**Task brief**
Within the records, say how many lines include the word "Guideline"; the answer should be the number and no more.

**Excerpted records**
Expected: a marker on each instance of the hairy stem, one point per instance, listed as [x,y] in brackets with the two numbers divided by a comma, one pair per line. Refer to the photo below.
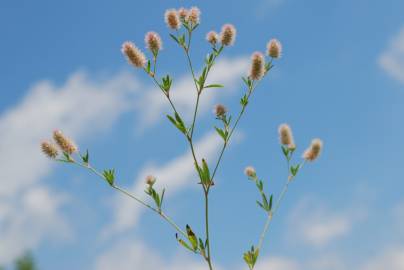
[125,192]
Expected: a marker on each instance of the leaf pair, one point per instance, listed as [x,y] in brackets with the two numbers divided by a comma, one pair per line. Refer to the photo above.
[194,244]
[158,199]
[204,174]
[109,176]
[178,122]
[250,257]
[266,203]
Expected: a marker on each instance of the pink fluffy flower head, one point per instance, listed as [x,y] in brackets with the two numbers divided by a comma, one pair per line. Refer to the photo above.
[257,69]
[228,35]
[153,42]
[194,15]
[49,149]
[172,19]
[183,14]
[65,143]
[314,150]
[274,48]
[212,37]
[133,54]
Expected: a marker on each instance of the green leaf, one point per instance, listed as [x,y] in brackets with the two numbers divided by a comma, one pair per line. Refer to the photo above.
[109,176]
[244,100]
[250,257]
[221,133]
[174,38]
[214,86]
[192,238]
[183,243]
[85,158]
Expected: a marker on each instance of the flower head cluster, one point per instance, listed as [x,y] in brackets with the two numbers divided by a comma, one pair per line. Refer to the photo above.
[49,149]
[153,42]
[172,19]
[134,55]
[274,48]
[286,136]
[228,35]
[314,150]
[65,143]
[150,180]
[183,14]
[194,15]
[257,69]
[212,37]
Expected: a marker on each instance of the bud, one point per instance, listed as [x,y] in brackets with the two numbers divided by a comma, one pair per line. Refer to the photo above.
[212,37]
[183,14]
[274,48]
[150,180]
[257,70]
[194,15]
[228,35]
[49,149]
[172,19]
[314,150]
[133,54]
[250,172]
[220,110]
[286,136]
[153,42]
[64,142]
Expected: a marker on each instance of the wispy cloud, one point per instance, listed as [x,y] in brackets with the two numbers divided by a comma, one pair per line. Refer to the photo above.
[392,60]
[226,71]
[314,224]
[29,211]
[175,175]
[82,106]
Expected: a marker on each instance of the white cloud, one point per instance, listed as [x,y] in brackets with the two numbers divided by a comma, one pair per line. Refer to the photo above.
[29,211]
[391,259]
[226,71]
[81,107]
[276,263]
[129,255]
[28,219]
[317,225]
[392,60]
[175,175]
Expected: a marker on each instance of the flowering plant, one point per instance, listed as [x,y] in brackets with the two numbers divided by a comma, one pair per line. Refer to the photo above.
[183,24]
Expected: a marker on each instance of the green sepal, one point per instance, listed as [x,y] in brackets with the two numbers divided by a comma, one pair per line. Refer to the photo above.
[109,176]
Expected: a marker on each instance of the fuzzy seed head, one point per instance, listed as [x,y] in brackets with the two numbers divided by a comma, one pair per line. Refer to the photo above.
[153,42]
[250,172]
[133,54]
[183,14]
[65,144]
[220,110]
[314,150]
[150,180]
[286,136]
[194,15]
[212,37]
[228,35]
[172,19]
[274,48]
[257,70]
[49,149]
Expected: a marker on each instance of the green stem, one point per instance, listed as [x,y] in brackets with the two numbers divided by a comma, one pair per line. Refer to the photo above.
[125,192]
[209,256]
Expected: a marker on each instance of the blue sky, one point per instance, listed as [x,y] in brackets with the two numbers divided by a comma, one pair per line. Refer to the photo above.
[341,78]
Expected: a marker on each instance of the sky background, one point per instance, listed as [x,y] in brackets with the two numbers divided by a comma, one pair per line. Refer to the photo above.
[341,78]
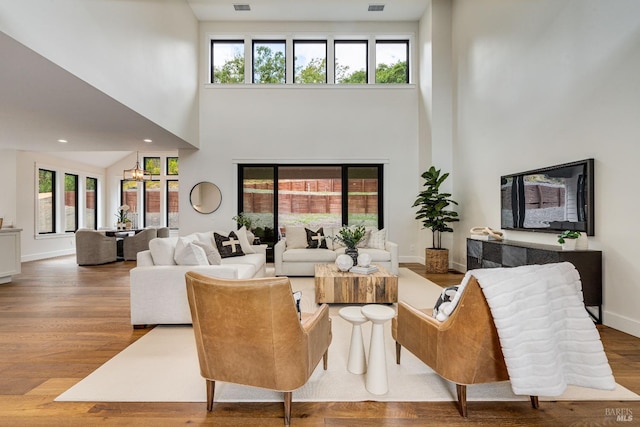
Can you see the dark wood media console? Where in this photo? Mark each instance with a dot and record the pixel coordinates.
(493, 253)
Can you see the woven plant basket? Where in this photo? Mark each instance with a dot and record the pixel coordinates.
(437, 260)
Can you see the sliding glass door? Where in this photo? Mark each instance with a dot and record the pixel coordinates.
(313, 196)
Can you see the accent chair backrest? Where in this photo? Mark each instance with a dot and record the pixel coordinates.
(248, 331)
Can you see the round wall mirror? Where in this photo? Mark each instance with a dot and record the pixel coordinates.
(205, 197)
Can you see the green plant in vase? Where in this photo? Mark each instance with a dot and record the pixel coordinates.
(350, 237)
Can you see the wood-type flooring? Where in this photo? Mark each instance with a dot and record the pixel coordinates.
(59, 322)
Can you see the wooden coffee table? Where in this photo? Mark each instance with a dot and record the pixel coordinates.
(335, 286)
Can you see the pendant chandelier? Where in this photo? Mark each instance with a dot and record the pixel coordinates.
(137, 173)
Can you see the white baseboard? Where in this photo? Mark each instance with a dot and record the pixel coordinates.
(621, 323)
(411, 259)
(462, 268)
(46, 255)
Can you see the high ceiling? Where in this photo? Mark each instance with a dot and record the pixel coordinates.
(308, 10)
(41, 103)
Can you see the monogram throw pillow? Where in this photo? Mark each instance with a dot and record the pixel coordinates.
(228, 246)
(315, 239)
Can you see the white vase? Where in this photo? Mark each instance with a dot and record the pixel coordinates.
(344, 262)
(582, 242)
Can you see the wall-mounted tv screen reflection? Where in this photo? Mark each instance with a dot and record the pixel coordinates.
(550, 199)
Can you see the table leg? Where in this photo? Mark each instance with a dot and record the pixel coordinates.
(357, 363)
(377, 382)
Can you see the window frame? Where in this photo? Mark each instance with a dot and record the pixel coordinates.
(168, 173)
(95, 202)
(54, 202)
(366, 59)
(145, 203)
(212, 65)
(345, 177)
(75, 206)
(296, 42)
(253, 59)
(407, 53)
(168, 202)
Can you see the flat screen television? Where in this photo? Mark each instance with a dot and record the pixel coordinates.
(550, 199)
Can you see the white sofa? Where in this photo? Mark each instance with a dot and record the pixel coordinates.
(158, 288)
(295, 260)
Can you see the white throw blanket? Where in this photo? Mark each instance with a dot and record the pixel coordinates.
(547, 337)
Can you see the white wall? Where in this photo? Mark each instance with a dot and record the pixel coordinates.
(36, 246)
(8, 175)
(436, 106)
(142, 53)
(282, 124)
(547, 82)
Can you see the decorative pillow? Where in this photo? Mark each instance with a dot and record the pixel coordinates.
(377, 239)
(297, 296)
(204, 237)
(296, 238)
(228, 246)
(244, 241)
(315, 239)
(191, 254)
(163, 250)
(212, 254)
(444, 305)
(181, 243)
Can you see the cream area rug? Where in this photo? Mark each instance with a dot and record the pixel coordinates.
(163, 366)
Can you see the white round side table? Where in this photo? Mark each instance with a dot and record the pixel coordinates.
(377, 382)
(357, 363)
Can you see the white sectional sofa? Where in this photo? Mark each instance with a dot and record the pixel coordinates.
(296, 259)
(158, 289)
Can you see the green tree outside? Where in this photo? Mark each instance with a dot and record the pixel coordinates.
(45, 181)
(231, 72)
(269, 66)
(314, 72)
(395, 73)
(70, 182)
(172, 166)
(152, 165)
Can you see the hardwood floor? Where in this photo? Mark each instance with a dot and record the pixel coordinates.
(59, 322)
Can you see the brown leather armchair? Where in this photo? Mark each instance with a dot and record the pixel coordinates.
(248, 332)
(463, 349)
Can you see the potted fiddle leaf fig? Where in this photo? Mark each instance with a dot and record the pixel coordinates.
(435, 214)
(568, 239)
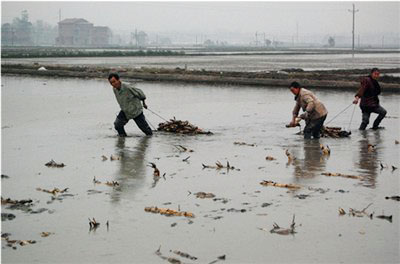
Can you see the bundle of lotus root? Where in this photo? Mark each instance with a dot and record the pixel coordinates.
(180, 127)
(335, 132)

* * *

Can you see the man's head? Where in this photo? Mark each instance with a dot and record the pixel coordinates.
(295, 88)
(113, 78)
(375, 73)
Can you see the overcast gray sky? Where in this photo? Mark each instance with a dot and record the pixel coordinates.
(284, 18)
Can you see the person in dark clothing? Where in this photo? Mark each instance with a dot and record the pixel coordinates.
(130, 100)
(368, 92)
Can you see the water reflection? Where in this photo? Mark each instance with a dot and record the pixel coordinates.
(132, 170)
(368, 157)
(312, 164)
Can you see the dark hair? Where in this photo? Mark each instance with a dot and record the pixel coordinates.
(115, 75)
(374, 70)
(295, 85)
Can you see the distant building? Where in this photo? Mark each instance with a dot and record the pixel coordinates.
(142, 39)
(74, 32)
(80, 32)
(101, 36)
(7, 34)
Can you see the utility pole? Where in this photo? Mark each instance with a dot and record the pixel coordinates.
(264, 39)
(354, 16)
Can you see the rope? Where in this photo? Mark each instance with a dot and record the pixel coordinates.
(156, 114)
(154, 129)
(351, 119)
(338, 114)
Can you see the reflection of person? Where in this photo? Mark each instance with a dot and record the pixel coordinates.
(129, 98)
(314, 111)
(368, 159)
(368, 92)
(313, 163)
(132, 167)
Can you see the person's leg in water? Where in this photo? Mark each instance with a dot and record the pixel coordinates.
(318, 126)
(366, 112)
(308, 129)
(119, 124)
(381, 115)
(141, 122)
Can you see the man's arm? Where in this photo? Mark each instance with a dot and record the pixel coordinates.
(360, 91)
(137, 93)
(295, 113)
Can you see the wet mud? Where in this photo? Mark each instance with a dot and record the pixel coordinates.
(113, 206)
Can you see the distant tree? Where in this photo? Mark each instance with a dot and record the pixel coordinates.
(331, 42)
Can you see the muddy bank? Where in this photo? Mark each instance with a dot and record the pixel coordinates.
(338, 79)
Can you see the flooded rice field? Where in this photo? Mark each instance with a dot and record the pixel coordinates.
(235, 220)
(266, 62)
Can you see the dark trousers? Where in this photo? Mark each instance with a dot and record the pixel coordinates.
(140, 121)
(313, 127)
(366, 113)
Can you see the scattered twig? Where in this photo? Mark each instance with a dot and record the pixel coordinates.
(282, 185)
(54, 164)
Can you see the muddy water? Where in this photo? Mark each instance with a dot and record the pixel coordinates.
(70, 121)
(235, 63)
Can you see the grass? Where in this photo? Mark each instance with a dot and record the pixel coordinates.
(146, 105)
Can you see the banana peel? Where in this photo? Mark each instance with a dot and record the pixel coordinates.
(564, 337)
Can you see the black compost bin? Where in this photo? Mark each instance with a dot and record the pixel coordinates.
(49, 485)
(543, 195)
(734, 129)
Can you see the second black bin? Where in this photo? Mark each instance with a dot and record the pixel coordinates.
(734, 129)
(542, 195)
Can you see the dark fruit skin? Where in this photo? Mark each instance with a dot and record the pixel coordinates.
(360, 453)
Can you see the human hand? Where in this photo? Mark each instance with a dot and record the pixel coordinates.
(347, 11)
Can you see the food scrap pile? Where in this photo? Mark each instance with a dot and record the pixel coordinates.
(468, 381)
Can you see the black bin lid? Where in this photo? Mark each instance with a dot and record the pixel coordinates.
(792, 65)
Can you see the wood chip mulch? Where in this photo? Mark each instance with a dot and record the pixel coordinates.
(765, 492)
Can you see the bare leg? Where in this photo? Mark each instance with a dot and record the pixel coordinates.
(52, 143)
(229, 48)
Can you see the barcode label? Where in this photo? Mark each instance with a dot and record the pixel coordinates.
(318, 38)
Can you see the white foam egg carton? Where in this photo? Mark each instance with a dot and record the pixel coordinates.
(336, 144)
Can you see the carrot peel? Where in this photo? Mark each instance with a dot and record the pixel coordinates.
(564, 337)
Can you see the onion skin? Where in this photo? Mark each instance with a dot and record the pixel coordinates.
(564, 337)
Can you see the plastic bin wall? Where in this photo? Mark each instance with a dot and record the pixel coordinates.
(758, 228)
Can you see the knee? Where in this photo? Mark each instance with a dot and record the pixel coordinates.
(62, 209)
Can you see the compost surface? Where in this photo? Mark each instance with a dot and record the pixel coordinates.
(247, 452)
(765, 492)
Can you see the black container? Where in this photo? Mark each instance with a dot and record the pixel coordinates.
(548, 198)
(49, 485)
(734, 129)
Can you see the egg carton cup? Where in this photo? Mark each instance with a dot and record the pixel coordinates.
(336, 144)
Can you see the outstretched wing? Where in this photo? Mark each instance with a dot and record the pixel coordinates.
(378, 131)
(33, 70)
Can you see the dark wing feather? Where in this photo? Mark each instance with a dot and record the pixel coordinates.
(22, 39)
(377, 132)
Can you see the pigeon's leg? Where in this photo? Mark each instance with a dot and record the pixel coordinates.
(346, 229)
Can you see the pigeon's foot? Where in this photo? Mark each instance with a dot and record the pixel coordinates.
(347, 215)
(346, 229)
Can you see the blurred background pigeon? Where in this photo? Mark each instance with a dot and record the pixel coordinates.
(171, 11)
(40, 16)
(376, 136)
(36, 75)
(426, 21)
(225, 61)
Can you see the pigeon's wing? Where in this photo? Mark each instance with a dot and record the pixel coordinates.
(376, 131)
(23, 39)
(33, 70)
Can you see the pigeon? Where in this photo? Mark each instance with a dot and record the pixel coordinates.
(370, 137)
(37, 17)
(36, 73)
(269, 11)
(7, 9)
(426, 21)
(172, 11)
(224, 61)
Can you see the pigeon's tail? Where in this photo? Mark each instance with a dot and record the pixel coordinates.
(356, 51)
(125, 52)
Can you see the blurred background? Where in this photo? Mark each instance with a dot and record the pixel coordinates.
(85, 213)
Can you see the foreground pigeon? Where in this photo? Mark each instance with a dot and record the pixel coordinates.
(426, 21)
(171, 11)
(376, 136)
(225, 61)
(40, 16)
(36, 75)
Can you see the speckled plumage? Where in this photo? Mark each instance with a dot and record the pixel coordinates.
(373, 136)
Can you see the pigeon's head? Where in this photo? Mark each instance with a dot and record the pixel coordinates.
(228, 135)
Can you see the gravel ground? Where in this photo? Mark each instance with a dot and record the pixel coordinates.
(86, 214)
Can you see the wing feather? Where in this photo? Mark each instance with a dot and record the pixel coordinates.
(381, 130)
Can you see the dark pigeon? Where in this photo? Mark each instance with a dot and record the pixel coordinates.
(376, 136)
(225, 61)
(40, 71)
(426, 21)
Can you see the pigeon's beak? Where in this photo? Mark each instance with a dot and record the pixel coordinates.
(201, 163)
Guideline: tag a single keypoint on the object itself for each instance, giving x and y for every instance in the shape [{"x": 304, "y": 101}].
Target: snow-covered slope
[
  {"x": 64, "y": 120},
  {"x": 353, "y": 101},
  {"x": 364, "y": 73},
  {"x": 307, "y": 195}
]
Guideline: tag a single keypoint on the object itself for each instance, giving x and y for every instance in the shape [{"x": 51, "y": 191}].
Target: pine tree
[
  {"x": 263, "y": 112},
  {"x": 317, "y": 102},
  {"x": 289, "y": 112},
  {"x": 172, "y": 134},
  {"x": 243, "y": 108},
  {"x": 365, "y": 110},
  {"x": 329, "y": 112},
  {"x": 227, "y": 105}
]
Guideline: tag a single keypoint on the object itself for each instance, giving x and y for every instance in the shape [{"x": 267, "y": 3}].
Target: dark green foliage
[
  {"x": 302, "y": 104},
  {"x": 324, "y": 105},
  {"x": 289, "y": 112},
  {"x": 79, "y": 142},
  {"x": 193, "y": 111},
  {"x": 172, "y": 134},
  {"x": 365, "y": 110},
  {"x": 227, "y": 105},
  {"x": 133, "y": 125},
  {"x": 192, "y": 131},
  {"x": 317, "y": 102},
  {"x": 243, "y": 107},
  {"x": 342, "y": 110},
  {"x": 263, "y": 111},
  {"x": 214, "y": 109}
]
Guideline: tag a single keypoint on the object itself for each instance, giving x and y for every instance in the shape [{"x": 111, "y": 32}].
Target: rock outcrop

**Exercise output**
4